INSTRUKSI 1 -
Menurut teks bacaan tentang perjalanan ke Malang, sekitar pukul berapa rombongan itu tiba di Malang?
+++ TEKS BACAAN
Kami tiba di Malang keesokkan harinya sekitar jam 12 siang. Jadi kami sampai di kabupaten Malang terus ke daerah Batu, setelah itu baru turun ke kota Malang. Kesan pertama yang gue rasakan di sini adalah……. GILA INI DINGIN BANGET!!!!!!!! Waktu masih di daerah Batu, kami sempat berhenti di SPBU. Aku hendak buang air kecil di toilet di sana. WOW! Airnya dingin banget!!! Gak bohong, gak lebay. Dinginnya itu kayak air yang ditaruh di kulkas. Silakan datang ke sini dan mencoba kalau anda tidak percaya. Oh iya! Aku minta maaf terlebih dahulu. Aku hanya menggunakan kota Puncak, Bandung, Jakarta dan Jogjakarta sebagai objek pembanding agar aku dapat menjelaskan bagaimana rupa kota Malang tersebut. Itu karena aku hanya pernah mengunjungi kota-kota tersebut dalam waktu lama.
++++++
INSTRUKSI 2 -
Sajikan dalam bentuk tabel Markdown baris-baris pada cuplikan data, dari baris yang memuat "Place one point on every instance of the wicker" sampai dengan baris yang memuat "[(56, 272)]". Gunakan kolom No dan Isi, dan lewati baris kosong.
+++ CUPLIKAN DATA
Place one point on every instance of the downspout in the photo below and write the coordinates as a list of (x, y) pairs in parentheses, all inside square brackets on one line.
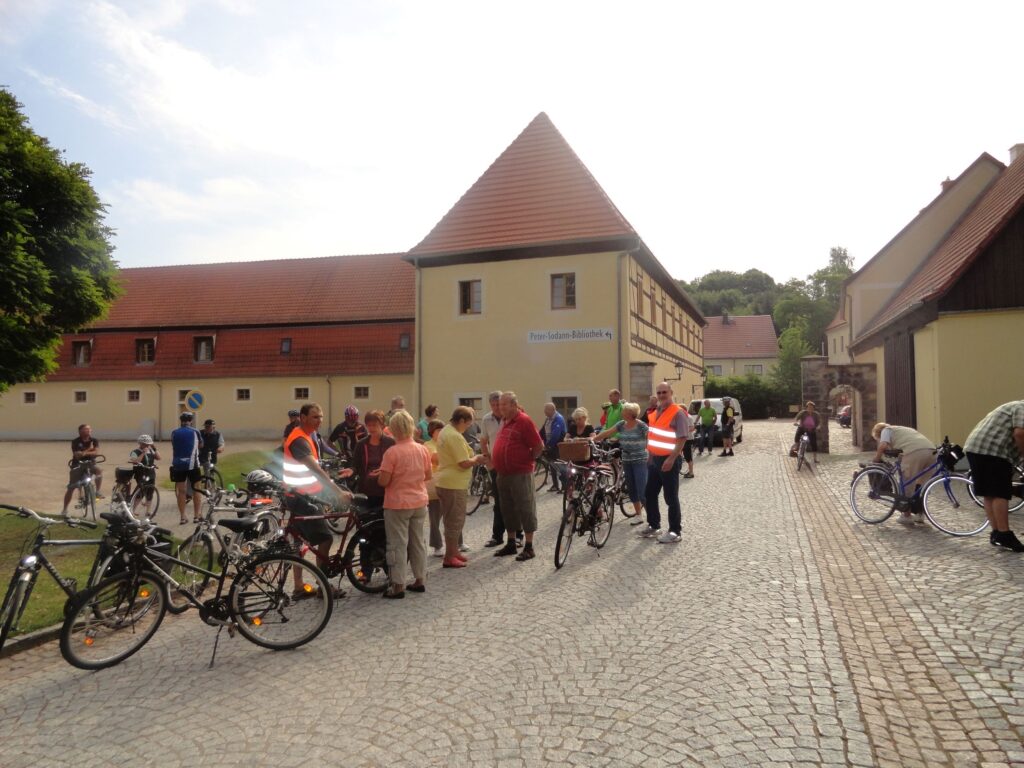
[(417, 369)]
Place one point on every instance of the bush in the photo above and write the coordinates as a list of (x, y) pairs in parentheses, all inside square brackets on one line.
[(759, 396)]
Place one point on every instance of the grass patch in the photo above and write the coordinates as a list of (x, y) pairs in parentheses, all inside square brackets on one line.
[(232, 468), (45, 605)]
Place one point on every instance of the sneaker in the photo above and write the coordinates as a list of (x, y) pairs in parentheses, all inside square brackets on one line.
[(1009, 541)]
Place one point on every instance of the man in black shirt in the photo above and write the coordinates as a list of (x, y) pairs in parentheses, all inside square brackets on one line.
[(83, 448)]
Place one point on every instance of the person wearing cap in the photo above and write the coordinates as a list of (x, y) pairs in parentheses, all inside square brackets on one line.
[(213, 442), (728, 422), (293, 422), (143, 460), (185, 444)]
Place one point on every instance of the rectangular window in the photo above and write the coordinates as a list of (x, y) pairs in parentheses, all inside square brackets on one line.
[(470, 293), (145, 351), (81, 352), (203, 349), (474, 402), (565, 406), (563, 291)]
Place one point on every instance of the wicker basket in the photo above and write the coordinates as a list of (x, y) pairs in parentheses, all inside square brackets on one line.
[(574, 451)]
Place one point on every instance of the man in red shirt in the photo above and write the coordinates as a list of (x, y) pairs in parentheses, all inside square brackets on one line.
[(516, 445)]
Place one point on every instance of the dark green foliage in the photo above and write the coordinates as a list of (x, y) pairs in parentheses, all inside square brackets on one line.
[(56, 272)]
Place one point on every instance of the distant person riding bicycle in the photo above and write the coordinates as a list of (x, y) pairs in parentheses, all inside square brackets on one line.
[(807, 422), (83, 449)]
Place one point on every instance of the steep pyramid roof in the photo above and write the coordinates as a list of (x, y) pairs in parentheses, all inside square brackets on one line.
[(537, 193), (941, 270)]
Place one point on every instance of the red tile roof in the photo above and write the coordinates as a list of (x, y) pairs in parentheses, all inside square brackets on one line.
[(938, 273), (334, 289), (744, 336), (364, 349), (538, 192)]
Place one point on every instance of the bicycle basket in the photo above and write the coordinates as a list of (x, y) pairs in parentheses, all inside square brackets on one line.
[(574, 452)]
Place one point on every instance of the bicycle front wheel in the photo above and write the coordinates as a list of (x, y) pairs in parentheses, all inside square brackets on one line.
[(366, 559), (566, 532), (197, 550), (950, 506), (872, 495), (13, 603), (281, 601), (113, 620), (145, 501)]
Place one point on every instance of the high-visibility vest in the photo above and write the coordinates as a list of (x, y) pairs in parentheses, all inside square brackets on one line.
[(660, 436), (295, 474)]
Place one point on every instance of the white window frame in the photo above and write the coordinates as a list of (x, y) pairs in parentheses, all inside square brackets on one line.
[(458, 297)]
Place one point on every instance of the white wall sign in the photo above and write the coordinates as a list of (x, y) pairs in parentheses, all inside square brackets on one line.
[(573, 334)]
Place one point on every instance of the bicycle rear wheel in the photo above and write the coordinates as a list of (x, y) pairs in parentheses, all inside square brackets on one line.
[(113, 620), (145, 501), (950, 506), (872, 495), (280, 601), (196, 550), (566, 532), (366, 558)]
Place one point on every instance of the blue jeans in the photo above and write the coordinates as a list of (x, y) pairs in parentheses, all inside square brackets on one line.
[(667, 482), (706, 436), (636, 479)]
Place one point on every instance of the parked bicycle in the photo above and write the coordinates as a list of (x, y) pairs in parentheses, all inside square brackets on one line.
[(85, 503), (944, 497), (112, 621)]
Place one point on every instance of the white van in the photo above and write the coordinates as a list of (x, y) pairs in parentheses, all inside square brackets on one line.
[(716, 402)]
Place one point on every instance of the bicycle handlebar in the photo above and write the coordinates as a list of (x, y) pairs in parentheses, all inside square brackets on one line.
[(32, 514)]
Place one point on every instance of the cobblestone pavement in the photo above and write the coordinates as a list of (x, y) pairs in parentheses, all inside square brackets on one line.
[(779, 632)]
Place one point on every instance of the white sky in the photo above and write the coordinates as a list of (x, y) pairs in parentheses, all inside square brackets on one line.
[(731, 135)]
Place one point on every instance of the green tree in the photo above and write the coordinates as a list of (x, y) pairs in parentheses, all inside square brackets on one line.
[(792, 346), (56, 270)]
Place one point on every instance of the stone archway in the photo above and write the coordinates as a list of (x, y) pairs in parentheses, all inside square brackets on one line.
[(818, 379)]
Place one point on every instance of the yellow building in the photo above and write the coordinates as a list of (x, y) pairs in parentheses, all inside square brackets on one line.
[(940, 309), (535, 282)]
++++++
KELUARAN DIHARAPKAN 1 -
Sekitar jam 12 siang.

KELUARAN DIHARAPKAN 2 -
| No | Isi |
|---|---|
| 1 | Place one point on every instance of the wicker basket in the photo above and write the coordinates as a list of (x, y) pairs in parentheses, all inside square brackets on one line. |
| 2 | [(574, 451)] |
| 3 | Place one point on every instance of the man in red shirt in the photo above and write the coordinates as a list of (x, y) pairs in parentheses, all inside square brackets on one line. |
| 4 | [(516, 445)] |
| 5 | Place one point on every instance of the dark green foliage in the photo above and write the coordinates as a list of (x, y) pairs in parentheses, all inside square brackets on one line. |
| 6 | [(56, 272)] |